Selected extract Start Marker

Energy Northwest, a public power agency that serves 27 public utility districts, municipal systems, and other utilities from its headquarters in Richland, Wash., is active on NuScale’s 24-member advisory board.
“We joined WIN for several reasons,” says Jim Gaston, Energy Northwest’s general manager of energy services & development. “By the mid-2020s, there could be a need for an SMR in the Northwest. We’d like to position ourselves as the operator of that unit.”
NRECA is also a member of NuScale’s advisory board, along with Colorado’s Tri-State Generation and Transmission Association, TVA, and a number of other public power generation and marketing agencies.
Westinghouse launched its NexStart SMR Alliance in 2012, aiming to license and install one of its SMRs within 10 years. Arkansas Electric took a seat on that group and was represented by Oglethorpe Power on the Babcock & Wilcox panel as well. Four other co-op organizations participated in Westinghouse’s effort.
“We support the development of SMR technology because we see the need to have that type of baseload generation option for future resource-planning purposes,” says Arkansas Electric’s Byrd, adding that it made sense to join both consortiums. “We decided that, rather than pick winners and losers, we would become involved with both design licensing efforts. Each was a sound company with a sound design. The concept of sharing a portion of the total megawatt output of an SMR was very appealing.”

Selected extract End Marker
Given records Start Marker

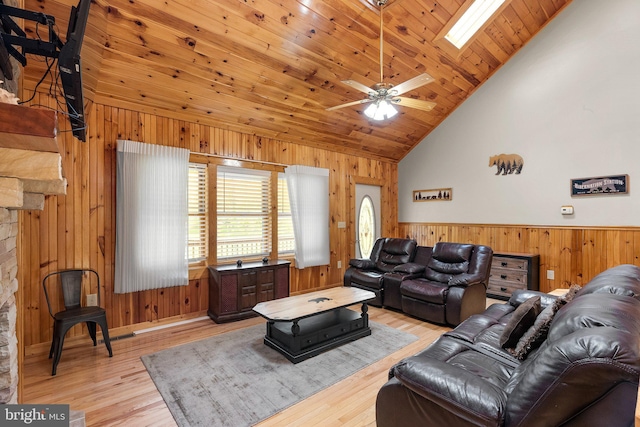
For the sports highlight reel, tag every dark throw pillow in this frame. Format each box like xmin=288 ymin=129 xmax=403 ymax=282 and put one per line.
xmin=507 ymin=298 xmax=563 ymax=360
xmin=500 ymin=296 xmax=540 ymax=348
xmin=560 ymin=284 xmax=582 ymax=304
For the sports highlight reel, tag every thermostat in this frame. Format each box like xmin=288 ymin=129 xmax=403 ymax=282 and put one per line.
xmin=560 ymin=206 xmax=573 ymax=215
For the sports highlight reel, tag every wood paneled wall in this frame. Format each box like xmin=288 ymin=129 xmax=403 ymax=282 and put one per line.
xmin=398 ymin=223 xmax=640 ymax=292
xmin=19 ymin=94 xmax=398 ymax=346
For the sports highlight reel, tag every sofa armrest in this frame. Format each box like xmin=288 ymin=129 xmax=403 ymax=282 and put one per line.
xmin=509 ymin=289 xmax=558 ymax=309
xmin=349 ymin=258 xmax=376 ymax=270
xmin=393 ymin=262 xmax=426 ymax=274
xmin=449 ymin=273 xmax=484 ymax=286
xmin=390 ymin=356 xmax=507 ymax=425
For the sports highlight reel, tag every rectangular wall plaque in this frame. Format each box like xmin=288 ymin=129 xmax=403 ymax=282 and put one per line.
xmin=413 ymin=188 xmax=453 ymax=202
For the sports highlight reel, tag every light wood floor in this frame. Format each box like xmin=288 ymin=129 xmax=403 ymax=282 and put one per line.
xmin=22 ymin=307 xmax=640 ymax=427
xmin=22 ymin=307 xmax=449 ymax=427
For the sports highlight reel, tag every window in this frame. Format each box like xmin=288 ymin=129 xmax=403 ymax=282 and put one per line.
xmin=216 ymin=166 xmax=271 ymax=260
xmin=358 ymin=196 xmax=376 ymax=258
xmin=187 ymin=163 xmax=209 ymax=263
xmin=278 ymin=173 xmax=296 ymax=255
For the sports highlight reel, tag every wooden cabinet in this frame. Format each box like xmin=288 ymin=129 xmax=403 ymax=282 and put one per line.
xmin=487 ymin=253 xmax=540 ymax=300
xmin=207 ymin=260 xmax=291 ymax=323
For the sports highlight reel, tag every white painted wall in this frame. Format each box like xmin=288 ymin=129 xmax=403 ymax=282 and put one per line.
xmin=398 ymin=0 xmax=640 ymax=226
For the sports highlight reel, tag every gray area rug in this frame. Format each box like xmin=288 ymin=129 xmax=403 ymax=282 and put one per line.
xmin=141 ymin=322 xmax=418 ymax=427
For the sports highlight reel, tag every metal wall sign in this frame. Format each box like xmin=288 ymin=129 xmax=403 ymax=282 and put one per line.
xmin=413 ymin=188 xmax=453 ymax=202
xmin=571 ymin=175 xmax=629 ymax=197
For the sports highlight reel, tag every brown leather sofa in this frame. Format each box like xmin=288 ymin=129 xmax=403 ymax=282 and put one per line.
xmin=376 ymin=265 xmax=640 ymax=427
xmin=344 ymin=237 xmax=418 ymax=306
xmin=395 ymin=242 xmax=493 ymax=326
xmin=344 ymin=238 xmax=493 ymax=326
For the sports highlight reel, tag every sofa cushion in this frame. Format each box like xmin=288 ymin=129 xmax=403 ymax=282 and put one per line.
xmin=376 ymin=238 xmax=417 ymax=273
xmin=393 ymin=262 xmax=425 ymax=274
xmin=351 ymin=270 xmax=384 ymax=289
xmin=547 ymin=293 xmax=640 ymax=342
xmin=349 ymin=258 xmax=376 ymax=270
xmin=424 ymin=242 xmax=474 ymax=283
xmin=400 ymin=278 xmax=449 ymax=304
xmin=500 ymin=297 xmax=540 ymax=348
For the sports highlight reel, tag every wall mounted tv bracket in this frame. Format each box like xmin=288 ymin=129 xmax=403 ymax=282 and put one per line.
xmin=0 ymin=0 xmax=64 ymax=79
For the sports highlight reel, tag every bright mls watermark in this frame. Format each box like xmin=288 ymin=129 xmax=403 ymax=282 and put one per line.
xmin=0 ymin=405 xmax=69 ymax=427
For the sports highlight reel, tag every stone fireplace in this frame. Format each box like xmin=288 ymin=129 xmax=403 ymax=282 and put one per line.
xmin=0 ymin=103 xmax=67 ymax=403
xmin=0 ymin=208 xmax=18 ymax=403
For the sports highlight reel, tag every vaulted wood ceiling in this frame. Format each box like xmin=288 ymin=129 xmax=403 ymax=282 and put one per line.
xmin=24 ymin=0 xmax=571 ymax=161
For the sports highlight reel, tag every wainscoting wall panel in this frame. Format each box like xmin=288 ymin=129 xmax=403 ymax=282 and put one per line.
xmin=19 ymin=93 xmax=398 ymax=346
xmin=398 ymin=222 xmax=640 ymax=292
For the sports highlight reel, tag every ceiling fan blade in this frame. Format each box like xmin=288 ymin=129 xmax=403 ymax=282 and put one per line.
xmin=342 ymin=80 xmax=375 ymax=95
xmin=391 ymin=96 xmax=438 ymax=111
xmin=327 ymin=99 xmax=373 ymax=111
xmin=392 ymin=73 xmax=435 ymax=95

Given records End Marker

## Work task 1
In the passage on utilities and small modular reactor (SMR) groups:
(a) Where is Energy Northwest headquartered?
(b) In what year did Westinghouse launch its NexStart SMR Alliance?
(c) How many members sit on NuScale's advisory board?
## Work task 2
Which organizations does the SMR passage name as members of NuScale's advisory board? List each one.
## Work task 3
Continue the passage on utilities joining SMR groups, picking up after its last sentence.

## Task response 1
(a) Richland, Wash.
(b) 2012
(c) 24

## Task response 2
- Energy Northwest
- NRECA
- Tri-State Generation and Transmission Association
- TVA

## Task response 3
But the Westinghouse group stopped meeting shortly after Babcock & Wilcox’s did, she says. Westinghouse announced in early 2014 that it was refocusing its work on its larger reactor models, which were selling well worldwide.
A newspaper report at the time quoted Westinghouse’s CEO as saying SMRs lacked a customer base, and the company didn’t want to “get ahead of the market.”
A group of Missouri universities, meanwhile, continues to do SMR research, and the U.S. Department of Energy has set aside money to work with utilities and vendors on SMR development.
This stop-and-start record of SMR activity reflects the challenges still facing full development of a promising generation option. Among those obstacles:
A need for more engineering, research, and development. None of the light-water SMR designs is ready now for design certification by the Nuclear Regulatory Commission (NRC), which in turn raises additional challenges.
Availability of vendor financing. Some SMR companies have relied on parent companies or consortium investors to fund research and development of their designs, and that funding often didn’t materialize. A related challenge is the predictability of project financing.
Regulatory uncertainty. The NRC’s existing regulatory framework for light-water reactors may apply only in part to an SMR-specific design, leaving regulatory guidance on certification and construction, as well as operating license applications, partial and incomplete. If this regulatory guidance is not clarified prior to the regulatory review, it leads to greater uncertainty and risk for applicants.
Economic concerns. It remains unclear whether economies of scale work against SMRs versus large reactors. SMR vendors say mass production of small modular reactors could offset the cost-per-kilowatt advantages of large reactors, but that requires a large market for units that have yet to prove themselves.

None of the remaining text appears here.